Exercise: Reproduce every line of the records below word for word. Leave the pictures out of your copy.

Given information:
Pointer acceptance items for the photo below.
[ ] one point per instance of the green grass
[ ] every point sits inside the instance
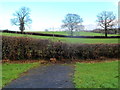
(68, 40)
(12, 71)
(97, 75)
(81, 33)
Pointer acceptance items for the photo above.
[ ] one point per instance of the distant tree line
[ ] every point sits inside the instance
(71, 23)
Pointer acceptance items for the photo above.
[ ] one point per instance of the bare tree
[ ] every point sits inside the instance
(106, 20)
(22, 18)
(71, 21)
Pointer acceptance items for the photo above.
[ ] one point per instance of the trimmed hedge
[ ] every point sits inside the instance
(19, 48)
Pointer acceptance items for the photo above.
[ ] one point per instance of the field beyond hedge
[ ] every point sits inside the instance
(71, 40)
(17, 48)
(96, 75)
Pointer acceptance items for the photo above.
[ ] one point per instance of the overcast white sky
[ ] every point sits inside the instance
(50, 13)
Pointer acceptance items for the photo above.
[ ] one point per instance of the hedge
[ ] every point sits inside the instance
(21, 48)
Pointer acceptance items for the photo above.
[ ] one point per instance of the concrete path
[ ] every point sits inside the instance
(46, 76)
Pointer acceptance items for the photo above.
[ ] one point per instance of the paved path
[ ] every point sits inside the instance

Finished answer:
Pointer acceptance items for the photo below.
[ ] one point per instance of the green grass
[ ] every point sits inside the instance
(68, 40)
(12, 71)
(97, 75)
(81, 33)
Pointer acceptance items for the photo above.
[ ] one point per instance of the distant tree line
[ ] every point sits inside the instance
(71, 23)
Pointer acceptance items for the photo above.
[ ] one point per instance of the bare tree
[ ] every point sits inside the instance
(106, 20)
(22, 18)
(71, 21)
Pointer acceptance items for the photo above.
[ ] one point per instance of the trimmed hedge
[ ] every point sits inside the instance
(19, 48)
Pointer acceptance items for the photo above.
[ ] one point per instance of the field beyond hedge
[ ] every point sits inside the instance
(71, 40)
(17, 48)
(96, 75)
Pointer acceptance items for the photo above.
[ ] one point per instance of the overcast white sky
[ ] every point sits inside the instance
(50, 13)
Pointer acceptance items for the photo above.
[ ] one point per instance of the hedge
[ ] every point sits inside the instance
(21, 48)
Pointer acceptance items for the photo above.
[ ] one point per instance of the concrete path
[ ] every point sits inside the instance
(46, 76)
Pointer acceptance items for the photo above.
[ ] one point per instance of the paved path
[ ] every point sits inside the instance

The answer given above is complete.